Énoncé de l'exercice: Énumérez les premiers métaux usuels que cite le texte ci-dessous sur les prospecteurs et mineurs métalliques.

+++ Texte extrait

Saladin (1877) et Babinsky (1875) prospecteurs et mineurs métalliques

par Jean Cantacuzène (P 21)
Président de la société Le Molybdène,
Ancien Président-Directeur-Général de la Compagnie minière de Montmins.

Le texte qui suit a été publié en 1964 dans le numéro du Bulletin de l'association des anciens élèves de l'Ecole des mines de Paris, à l'occasion du centenaire de la création de l'Association :

Le rôle joué par les substances métalliques dans l'histoire de l'humanité a été primordial pour son développement et ce depuis la plus haute antiquité.

L'intervention des métaux fut à tel point liée à ce développement que les deux grandes périodes de la préhistoire ayant succédé au néolithique, ont été dénommées l'âge du bronze et l'âge du fer.

La découverte et l'emploi des premiers métaux usuels : cuivre, étain et plus tard le fer (sans parler des métaux précieux), remonte à quelque cinquante siècles avant J.C. : l'exploitation des mines métalliques précède ainsi de plus de 6 500 ans — fait que l'on oublie trop souvent — celle de toutes les autres substances minérales.

La recherche et l'exploitation des substances métalliques a donc été l'une des plus anciennes activités humaines et la possession de gisements de métaux usuels ou précieux a, depuis des millénaires, été pour leurs détenteurs, une source de puissance politique et économique.

++++++
+++ Données brutes

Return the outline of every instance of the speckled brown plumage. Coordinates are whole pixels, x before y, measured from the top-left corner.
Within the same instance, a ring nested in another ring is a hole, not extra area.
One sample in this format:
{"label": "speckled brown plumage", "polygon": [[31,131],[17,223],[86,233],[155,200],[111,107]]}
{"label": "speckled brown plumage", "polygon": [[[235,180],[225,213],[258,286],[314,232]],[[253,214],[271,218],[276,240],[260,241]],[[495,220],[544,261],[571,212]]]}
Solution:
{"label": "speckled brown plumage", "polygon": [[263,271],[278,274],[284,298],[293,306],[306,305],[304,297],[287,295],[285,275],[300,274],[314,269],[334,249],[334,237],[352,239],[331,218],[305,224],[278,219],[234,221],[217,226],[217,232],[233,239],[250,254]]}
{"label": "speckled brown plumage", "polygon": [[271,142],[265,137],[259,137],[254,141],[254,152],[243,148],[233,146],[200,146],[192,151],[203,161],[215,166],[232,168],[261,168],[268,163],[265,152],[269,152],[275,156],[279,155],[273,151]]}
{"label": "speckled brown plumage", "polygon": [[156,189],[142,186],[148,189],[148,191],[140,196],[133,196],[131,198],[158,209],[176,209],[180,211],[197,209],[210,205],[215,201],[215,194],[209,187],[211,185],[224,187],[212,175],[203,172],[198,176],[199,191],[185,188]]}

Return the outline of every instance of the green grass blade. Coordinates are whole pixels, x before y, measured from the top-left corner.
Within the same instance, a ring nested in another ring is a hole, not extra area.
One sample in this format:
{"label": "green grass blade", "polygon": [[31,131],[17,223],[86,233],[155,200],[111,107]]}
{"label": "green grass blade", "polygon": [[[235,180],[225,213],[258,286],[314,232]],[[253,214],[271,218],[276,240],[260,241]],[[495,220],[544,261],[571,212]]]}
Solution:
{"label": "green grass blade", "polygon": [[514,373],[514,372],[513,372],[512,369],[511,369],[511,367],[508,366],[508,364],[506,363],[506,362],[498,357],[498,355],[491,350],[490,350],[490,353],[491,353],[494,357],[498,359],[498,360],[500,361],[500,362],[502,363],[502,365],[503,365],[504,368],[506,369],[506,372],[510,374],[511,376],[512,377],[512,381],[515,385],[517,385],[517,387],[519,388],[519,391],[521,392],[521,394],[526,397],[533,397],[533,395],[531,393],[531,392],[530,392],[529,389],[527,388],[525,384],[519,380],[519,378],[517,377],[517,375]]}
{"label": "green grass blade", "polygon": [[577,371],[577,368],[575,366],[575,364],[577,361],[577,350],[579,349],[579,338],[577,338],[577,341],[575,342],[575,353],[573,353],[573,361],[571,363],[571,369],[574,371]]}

++++++

Réponse finale: Cuivre, étain, fer